Supplied information:
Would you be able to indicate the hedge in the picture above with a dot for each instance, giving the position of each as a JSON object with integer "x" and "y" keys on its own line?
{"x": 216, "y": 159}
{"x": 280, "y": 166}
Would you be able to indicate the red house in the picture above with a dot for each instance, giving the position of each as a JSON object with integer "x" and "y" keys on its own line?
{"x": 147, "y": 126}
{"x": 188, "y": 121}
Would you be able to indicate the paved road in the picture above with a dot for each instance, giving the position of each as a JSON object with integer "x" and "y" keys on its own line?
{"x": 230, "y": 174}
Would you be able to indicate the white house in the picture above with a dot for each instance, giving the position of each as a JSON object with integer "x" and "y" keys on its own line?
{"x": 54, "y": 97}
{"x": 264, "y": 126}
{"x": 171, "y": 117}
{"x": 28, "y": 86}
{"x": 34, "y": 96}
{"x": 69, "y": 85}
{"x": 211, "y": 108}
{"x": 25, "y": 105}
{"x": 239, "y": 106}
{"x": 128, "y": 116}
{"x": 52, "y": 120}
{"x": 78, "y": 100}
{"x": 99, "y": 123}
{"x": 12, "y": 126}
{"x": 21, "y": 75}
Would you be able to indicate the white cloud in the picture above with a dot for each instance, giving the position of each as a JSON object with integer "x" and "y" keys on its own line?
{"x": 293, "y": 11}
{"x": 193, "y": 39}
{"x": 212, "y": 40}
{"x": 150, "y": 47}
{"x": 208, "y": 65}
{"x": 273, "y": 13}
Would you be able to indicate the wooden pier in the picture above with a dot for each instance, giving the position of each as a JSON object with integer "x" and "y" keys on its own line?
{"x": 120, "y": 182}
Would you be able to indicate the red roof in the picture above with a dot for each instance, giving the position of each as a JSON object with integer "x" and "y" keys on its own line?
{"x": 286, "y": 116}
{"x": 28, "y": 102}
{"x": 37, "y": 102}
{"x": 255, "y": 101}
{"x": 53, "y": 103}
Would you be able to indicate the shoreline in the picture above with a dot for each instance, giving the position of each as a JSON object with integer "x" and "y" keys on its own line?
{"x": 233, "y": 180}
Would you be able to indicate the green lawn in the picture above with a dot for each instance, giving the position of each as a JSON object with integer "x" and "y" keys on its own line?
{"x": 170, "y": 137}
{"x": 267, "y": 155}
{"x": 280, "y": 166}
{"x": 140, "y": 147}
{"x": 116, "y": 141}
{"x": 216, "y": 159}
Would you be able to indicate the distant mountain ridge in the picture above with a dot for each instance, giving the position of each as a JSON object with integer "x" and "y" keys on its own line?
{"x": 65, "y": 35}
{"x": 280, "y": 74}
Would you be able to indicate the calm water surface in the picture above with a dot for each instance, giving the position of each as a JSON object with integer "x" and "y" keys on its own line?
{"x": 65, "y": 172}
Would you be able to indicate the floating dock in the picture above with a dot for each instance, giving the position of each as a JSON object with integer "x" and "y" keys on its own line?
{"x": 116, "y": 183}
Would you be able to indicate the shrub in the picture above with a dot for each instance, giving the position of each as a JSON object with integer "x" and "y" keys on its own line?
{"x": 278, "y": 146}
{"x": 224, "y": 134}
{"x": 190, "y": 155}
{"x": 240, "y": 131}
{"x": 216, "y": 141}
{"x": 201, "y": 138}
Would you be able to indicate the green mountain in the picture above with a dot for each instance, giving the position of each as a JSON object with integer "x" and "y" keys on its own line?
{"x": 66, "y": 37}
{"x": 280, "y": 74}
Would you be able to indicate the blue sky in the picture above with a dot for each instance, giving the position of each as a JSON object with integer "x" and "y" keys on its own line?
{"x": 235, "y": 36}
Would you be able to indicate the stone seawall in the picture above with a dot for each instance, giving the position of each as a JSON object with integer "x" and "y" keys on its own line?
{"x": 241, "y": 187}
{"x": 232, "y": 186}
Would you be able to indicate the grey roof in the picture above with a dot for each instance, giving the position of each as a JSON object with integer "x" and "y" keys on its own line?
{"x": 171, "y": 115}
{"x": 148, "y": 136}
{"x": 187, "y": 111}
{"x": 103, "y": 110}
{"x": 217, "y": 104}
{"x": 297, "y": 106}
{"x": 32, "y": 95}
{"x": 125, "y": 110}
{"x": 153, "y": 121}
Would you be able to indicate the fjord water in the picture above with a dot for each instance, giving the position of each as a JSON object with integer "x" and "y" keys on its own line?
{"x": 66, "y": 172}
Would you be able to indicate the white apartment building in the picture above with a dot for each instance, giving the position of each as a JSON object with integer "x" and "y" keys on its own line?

What you will do: Repeat the whole listing exactly, keeping every line intact.

The result:
Would you be able to indicate the hedge in the picture above with a dot for each instance, giving the position of each as a JSON object with integer "x" and "y" keys on its own line?
{"x": 216, "y": 159}
{"x": 280, "y": 166}
Would you be able to indicate the red house in the picture above with a dot for each instance, giving the position of each as a JSON object with integer "x" and "y" keys on its own line?
{"x": 147, "y": 126}
{"x": 188, "y": 121}
Would you be able to indicate the paved road in the picture above with a dot for each instance, giving the position of each as a JSON object with integer "x" and "y" keys on its own line?
{"x": 230, "y": 174}
Would you be able to indicate the white house in the picture above with a dot for each instance, giving the position of each as a JSON object with integer "x" and "y" keys on its own line?
{"x": 54, "y": 97}
{"x": 264, "y": 126}
{"x": 171, "y": 117}
{"x": 28, "y": 86}
{"x": 34, "y": 96}
{"x": 69, "y": 85}
{"x": 211, "y": 108}
{"x": 25, "y": 105}
{"x": 239, "y": 106}
{"x": 128, "y": 116}
{"x": 52, "y": 120}
{"x": 78, "y": 100}
{"x": 99, "y": 123}
{"x": 12, "y": 126}
{"x": 21, "y": 75}
Would you be able to indicate the white cloud in the picture above with a dot for each instance, giving the position of each as a JSON object with integer "x" and "y" keys on its own line?
{"x": 293, "y": 11}
{"x": 193, "y": 39}
{"x": 212, "y": 40}
{"x": 150, "y": 47}
{"x": 208, "y": 65}
{"x": 273, "y": 13}
Would you be able to indicate the wooden pier in the picture above with a dot for each instance, giving the position of each as a JSON object with integer "x" and "y" keys on its own line?
{"x": 120, "y": 182}
Would you be able to indicate the red roof in the picture above with a dot for each instance, giving the position of each as a JSON object with integer "x" and "y" keys on its own line?
{"x": 286, "y": 116}
{"x": 28, "y": 102}
{"x": 37, "y": 102}
{"x": 255, "y": 101}
{"x": 53, "y": 103}
Would you be able to indicate the shoreline in the picture above with a dot for each instance, giving the position of each as a JSON object with integer "x" and "y" keys on its own line?
{"x": 233, "y": 180}
Would you be able to indicate the green lawn in the picture above with a dot for each instance, giving the position of each as a JSON object with integer "x" and "y" keys on its own line?
{"x": 170, "y": 137}
{"x": 267, "y": 155}
{"x": 280, "y": 166}
{"x": 140, "y": 147}
{"x": 116, "y": 141}
{"x": 216, "y": 159}
Would you be able to indicate the distant mountain ridge in the picture above with a dot for each instance, giving the position of each as a JSON object with integer "x" and "y" keys on its own line?
{"x": 65, "y": 35}
{"x": 280, "y": 74}
Would you be able to indicate the calm water surface in the picture above with a dot for each instance, giving the position of each as a JSON object with integer "x" and "y" keys on its own line?
{"x": 65, "y": 172}
Would you be able to indicate the floating dock in the picture above with a dot for each instance, giving the position of each as a JSON object with integer "x" and "y" keys on its own line?
{"x": 116, "y": 183}
Would you be able to indicate the shrub in the picture above with a dot for each instance, giving the position of each as a JSON object with integer "x" and "y" keys on its own line?
{"x": 278, "y": 146}
{"x": 224, "y": 134}
{"x": 190, "y": 155}
{"x": 240, "y": 131}
{"x": 216, "y": 141}
{"x": 201, "y": 138}
Would you be able to indicate the green mountain in the picture above with a dot for each instance, giving the position of each as a JSON object with integer "x" and "y" keys on its own line?
{"x": 66, "y": 37}
{"x": 280, "y": 74}
Would you be able to indicate the blue sky in the picture above with a dot for each instance, giving the position of each as a JSON object with integer "x" and "y" keys on its own line?
{"x": 235, "y": 36}
Would you be able to indicate the stone seawall in the picture above with a dot for each instance, giving the position of each as a JSON object with integer "x" and "y" keys on its own line?
{"x": 241, "y": 187}
{"x": 232, "y": 186}
Would you be able to indicate the grey roof in the picture above with a dot for each instance, giving the position of each as a JSON object with integer "x" and "y" keys on its own line?
{"x": 171, "y": 115}
{"x": 148, "y": 136}
{"x": 187, "y": 111}
{"x": 103, "y": 110}
{"x": 217, "y": 104}
{"x": 297, "y": 106}
{"x": 32, "y": 95}
{"x": 125, "y": 110}
{"x": 153, "y": 121}
Would you be able to indicate the fjord water in the picture above with a dot for each instance, giving the position of each as a JSON object with integer "x" and "y" keys on its own line?
{"x": 66, "y": 172}
Would you be able to indicate the white apartment building in the picture above with a dot for each instance, giving the position of each as a JSON object with integer "x" and "y" keys on its own line?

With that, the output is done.